Rifampin release experiments indicate that Cts2 virus is impaired during virion morphogenesis. Cells were infected at an MOI of 3 at 32°C for 12 h in the presence or absence of 100 μg/ml RIF, as indicated. At 12 hpi, one set of cells was released from RIF by supplementing the cells with fresh medium without RIF, a second set of cells was placed at 40°C as well as released from RIF, and a third set was released from RIF but further supplemented with 50 μM araC. After 21 hpi, infected cells were harvested and titrated on BSC40 cells. The data were obtained from three independent experiments, and error bars represent standard deviations, *, P < 0.05 from unpaired t-test analysis.
Immature virions that are devoid of nucleoid structures accumulate in Cts2 virus-infected U2OS cells.
To determine the stage(s) within morphogenesis that is affected by the loss of B1, TEM analysis was performed with WT- or Cts2 virus-infected cells. U2OS cells infected (MOI = 5) at 40°C were fixed at 19 to 20 hpi. In WT-infected cells, all stages of virion morphogenesis—crescents (Cs), IVs, immature virions with nucleoids (IVNs), and MVs—could be observed (Fig. 8A). In Cts2 virus-infected cells, virosomes (Vs), Cs, and IV could readily be observed (Fig. 8B to D). However, only a very few IVNs and MVs were present (Fig. 8B to D). Dense spherical and dense half-filled particles could also be observed (Fig. 8C and D). In addition, some Cts2 virus IV particles appeared to have double membranes (Fig. 8C), a characteristic also observed in other studies in which viral morphogenesis was blocked (50, 51). Together, these results suggest that the initial steps of viral particle assembly are not affected by the lack of the B1 protein; however, they indicate that the B1 protein is needed for the formation of IVNs in U2OS cells.
FIG 8.
The accumulation of immature virions devoid of nucleoid can be observed in Cts2 virus-infected U2OS cells. (A to D) Representative TEM images from WT virus-infected (A) and Cts2 virus-infected (B to D) U2OS cells. Magnifications, ×8,000 (bar = 2 μm) (A) and ×15,000 (bars = 1 μm) (B to D). C, crescent; IV, immature virion; IVN, immature virion with nucleoid; MV, mature virion; D, dense virions. (E) Working model of the involvement of B1 at various stages in the vaccinia virus life cycle.

**Tasks**
• A. In the excerpt on Cts2 virus morphogenesis, at what MOI and temperature were the U2OS cells infected for the TEM analysis?
• B. Continue the excerpt on Cts2 virus morphogenesis from where it stops.

**Provided data**
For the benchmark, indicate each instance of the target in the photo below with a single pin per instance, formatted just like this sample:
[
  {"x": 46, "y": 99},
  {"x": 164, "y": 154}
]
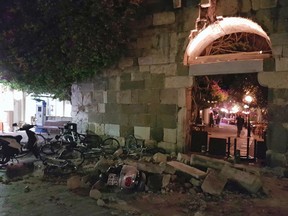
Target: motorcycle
[
  {"x": 11, "y": 147},
  {"x": 127, "y": 178}
]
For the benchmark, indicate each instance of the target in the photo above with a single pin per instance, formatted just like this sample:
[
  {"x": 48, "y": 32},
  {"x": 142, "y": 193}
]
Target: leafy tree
[{"x": 47, "y": 45}]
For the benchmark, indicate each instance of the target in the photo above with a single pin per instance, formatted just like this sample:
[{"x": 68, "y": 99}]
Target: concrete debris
[
  {"x": 159, "y": 157},
  {"x": 194, "y": 172},
  {"x": 250, "y": 182},
  {"x": 183, "y": 158},
  {"x": 207, "y": 174},
  {"x": 214, "y": 182},
  {"x": 95, "y": 194},
  {"x": 74, "y": 182},
  {"x": 208, "y": 162}
]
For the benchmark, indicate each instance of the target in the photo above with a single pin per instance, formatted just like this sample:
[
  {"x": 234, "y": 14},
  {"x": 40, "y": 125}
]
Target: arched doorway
[{"x": 231, "y": 45}]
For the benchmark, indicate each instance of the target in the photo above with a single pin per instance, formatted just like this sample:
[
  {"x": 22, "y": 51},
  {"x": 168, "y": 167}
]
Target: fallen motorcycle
[
  {"x": 126, "y": 177},
  {"x": 11, "y": 147}
]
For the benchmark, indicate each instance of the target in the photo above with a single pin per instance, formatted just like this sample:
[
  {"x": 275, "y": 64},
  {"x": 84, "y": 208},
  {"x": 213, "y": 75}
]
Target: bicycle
[
  {"x": 12, "y": 148},
  {"x": 93, "y": 146},
  {"x": 68, "y": 159},
  {"x": 135, "y": 147}
]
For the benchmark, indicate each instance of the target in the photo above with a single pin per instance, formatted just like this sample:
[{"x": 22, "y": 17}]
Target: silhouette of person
[
  {"x": 211, "y": 119},
  {"x": 239, "y": 123}
]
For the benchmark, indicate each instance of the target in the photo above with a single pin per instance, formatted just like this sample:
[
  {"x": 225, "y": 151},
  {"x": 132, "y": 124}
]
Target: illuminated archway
[{"x": 236, "y": 28}]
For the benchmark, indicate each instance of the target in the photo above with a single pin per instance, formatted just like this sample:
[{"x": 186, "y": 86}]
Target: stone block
[
  {"x": 144, "y": 68},
  {"x": 279, "y": 39},
  {"x": 183, "y": 158},
  {"x": 86, "y": 87},
  {"x": 154, "y": 81},
  {"x": 159, "y": 157},
  {"x": 157, "y": 134},
  {"x": 275, "y": 159},
  {"x": 114, "y": 83},
  {"x": 142, "y": 119},
  {"x": 265, "y": 4},
  {"x": 130, "y": 85},
  {"x": 169, "y": 147},
  {"x": 146, "y": 166},
  {"x": 250, "y": 182},
  {"x": 194, "y": 172},
  {"x": 149, "y": 96},
  {"x": 277, "y": 51},
  {"x": 74, "y": 182},
  {"x": 111, "y": 96},
  {"x": 96, "y": 117},
  {"x": 99, "y": 129},
  {"x": 207, "y": 162},
  {"x": 124, "y": 97},
  {"x": 142, "y": 132},
  {"x": 125, "y": 63},
  {"x": 153, "y": 60},
  {"x": 214, "y": 183},
  {"x": 112, "y": 130},
  {"x": 164, "y": 109},
  {"x": 178, "y": 82},
  {"x": 165, "y": 180},
  {"x": 168, "y": 96},
  {"x": 170, "y": 135},
  {"x": 269, "y": 64},
  {"x": 166, "y": 121},
  {"x": 137, "y": 76},
  {"x": 145, "y": 42},
  {"x": 101, "y": 107},
  {"x": 134, "y": 108},
  {"x": 164, "y": 18}
]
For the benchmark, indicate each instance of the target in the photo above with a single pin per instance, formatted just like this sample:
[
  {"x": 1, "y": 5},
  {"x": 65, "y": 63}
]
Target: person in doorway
[
  {"x": 211, "y": 120},
  {"x": 218, "y": 119},
  {"x": 240, "y": 124}
]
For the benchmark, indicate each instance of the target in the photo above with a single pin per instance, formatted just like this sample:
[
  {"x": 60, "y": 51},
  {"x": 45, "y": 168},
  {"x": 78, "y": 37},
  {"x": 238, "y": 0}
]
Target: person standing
[
  {"x": 239, "y": 123},
  {"x": 211, "y": 120}
]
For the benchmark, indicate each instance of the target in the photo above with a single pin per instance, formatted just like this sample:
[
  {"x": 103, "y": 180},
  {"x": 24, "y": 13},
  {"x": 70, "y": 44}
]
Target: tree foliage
[{"x": 47, "y": 45}]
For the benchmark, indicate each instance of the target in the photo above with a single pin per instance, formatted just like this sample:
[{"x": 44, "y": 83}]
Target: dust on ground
[{"x": 37, "y": 195}]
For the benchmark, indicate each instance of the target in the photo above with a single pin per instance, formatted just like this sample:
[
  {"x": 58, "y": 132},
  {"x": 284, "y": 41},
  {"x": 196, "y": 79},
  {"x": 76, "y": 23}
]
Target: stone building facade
[{"x": 145, "y": 94}]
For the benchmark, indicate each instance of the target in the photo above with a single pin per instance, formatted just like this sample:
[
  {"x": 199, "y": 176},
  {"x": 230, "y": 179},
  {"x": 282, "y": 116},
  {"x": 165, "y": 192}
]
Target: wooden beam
[{"x": 228, "y": 57}]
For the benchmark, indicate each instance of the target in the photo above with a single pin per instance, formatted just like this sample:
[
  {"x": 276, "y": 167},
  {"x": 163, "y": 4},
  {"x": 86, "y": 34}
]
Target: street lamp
[{"x": 248, "y": 99}]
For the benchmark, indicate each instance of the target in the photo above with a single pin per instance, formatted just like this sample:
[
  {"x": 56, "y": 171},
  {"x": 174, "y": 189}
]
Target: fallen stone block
[
  {"x": 159, "y": 157},
  {"x": 146, "y": 167},
  {"x": 252, "y": 183},
  {"x": 214, "y": 182},
  {"x": 74, "y": 182},
  {"x": 95, "y": 194},
  {"x": 19, "y": 170},
  {"x": 183, "y": 158},
  {"x": 204, "y": 161},
  {"x": 196, "y": 173}
]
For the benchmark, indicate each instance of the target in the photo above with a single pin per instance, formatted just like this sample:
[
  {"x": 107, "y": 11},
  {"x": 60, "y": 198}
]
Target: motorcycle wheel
[
  {"x": 4, "y": 158},
  {"x": 74, "y": 156},
  {"x": 110, "y": 145}
]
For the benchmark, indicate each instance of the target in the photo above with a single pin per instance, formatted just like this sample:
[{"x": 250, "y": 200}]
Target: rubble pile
[{"x": 164, "y": 174}]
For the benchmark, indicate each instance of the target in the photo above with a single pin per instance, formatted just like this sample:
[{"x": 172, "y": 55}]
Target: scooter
[
  {"x": 127, "y": 178},
  {"x": 11, "y": 147}
]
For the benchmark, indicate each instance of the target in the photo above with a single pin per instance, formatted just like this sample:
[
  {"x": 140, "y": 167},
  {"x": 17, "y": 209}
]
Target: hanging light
[{"x": 177, "y": 3}]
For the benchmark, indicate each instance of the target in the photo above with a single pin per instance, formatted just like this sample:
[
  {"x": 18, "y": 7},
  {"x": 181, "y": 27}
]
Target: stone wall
[{"x": 145, "y": 92}]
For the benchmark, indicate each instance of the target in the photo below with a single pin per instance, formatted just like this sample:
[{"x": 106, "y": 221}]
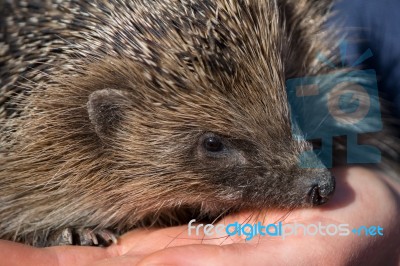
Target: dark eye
[{"x": 213, "y": 144}]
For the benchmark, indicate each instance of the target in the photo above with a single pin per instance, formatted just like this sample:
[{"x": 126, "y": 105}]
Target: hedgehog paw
[{"x": 82, "y": 237}]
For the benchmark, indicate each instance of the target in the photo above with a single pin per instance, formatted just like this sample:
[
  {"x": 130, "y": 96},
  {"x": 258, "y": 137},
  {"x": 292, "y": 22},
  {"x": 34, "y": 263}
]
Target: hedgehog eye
[{"x": 213, "y": 144}]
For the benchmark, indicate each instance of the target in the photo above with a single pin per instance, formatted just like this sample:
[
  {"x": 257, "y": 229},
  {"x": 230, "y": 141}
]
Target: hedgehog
[{"x": 120, "y": 114}]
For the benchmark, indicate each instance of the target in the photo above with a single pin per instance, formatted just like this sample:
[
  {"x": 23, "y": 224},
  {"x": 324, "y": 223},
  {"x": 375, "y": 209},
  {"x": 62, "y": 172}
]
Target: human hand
[{"x": 362, "y": 198}]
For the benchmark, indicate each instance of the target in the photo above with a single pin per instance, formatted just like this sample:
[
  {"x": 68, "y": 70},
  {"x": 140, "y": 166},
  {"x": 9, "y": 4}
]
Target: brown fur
[{"x": 104, "y": 111}]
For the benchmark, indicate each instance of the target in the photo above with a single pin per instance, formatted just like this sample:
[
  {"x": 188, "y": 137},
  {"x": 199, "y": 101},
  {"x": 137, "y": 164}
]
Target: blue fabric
[{"x": 375, "y": 25}]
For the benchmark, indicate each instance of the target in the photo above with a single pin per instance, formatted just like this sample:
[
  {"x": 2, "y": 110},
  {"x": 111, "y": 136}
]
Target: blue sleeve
[{"x": 375, "y": 25}]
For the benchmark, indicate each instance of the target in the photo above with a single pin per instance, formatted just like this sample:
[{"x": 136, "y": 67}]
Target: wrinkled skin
[{"x": 363, "y": 198}]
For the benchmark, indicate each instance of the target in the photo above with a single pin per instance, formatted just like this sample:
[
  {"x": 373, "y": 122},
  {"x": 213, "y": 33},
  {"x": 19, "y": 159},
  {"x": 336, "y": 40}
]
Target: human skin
[{"x": 362, "y": 197}]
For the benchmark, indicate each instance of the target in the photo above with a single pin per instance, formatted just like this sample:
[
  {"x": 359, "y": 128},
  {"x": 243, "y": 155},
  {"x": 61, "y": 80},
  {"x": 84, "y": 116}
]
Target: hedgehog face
[{"x": 199, "y": 145}]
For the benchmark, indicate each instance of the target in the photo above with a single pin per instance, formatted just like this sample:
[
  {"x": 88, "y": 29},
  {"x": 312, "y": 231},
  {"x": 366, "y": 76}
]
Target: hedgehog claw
[
  {"x": 82, "y": 237},
  {"x": 61, "y": 238}
]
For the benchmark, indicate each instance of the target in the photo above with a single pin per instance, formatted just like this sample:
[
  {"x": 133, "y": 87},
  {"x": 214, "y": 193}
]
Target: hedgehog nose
[{"x": 321, "y": 192}]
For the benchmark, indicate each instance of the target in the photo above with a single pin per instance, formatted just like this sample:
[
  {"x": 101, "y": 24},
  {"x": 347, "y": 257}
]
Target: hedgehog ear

**Numbered responses**
• A. They were infected at an MOI of 5 at 40°C.

• B.
DISCUSSION
Conditional lethal mutants are invaluable tools for the dissection of gene function during viral infection. Examination of the life cycle of a mutant under nonpermissive conditions can reveal the initial execution point for a mutant, thus uncovering the first stage at which a gene is needed during infection. In the case of the B1-deficient Cts2 virus, execution point analysis demonstrated a critical role for the B1 kinase during viral DNA replication. The importance of B1 at this stage has been demonstrated in mouse L929 cells, nonhuman primate CV1 and BSC40 cells, and human 293 HEK and THP1 cells (16, 24, 29) (data not shown) and has been directly linked to the ability of B1 to phosphorylate and inactivate the host antiviral effector BAF, which can otherwise bind viral DNA and repress DNA replication (24, 32). While the discovery of the B1-BAF axis provided insight into the role of B1 during DNA replication, herein we address two complementary questions: is this axis critical in every cell type, and, if not, does B1 play other roles during the viral life cycle in those cells.
In this study, we found that in U2OS cells, the Cts2 virus exhibits a temperature-dependent decrease in viral progeny but, interestingly, no detectable impediment during DNA replication. Subsequent experiments demonstrated that while late gene expression is completely absent during Cts2 virus infection of L929 cells or BSC40 cells, expression of late proteins during Cts2 virus infection in U2OS cells was robust in the case of the F17 or L4 protein or only moderately decreased in the case of the A11 protein. Of note, the migration of L4 during Cts2 virus infection was altered compared to that of L4 expressed during WT virus infection. Changes in L4 migration have previously been linked to the cleavage of this protein by the I7 protease, which is a hallmark processing event known to occur during virion assembly and maturation (43, 52). We therefore compared WT- and Cts2 virus-infected U2OS cells by TEM, to determine whether any differences in the intermediate forms that arise during morphogenesis of new viral particles could be found. All stages of virion assembly were observed during WT infection, and in Cts2 virus-infected cells, viral membrane crescents and immature virions were abundant. However, IVN particles were much less common and mature virions were quite rare compared to the amounts in which they were present in WT-infected cells. These data add to a growing body of evidence that after DNA replication is completed, B1 continues to play a vital function later in the vaccinia virus life cycle.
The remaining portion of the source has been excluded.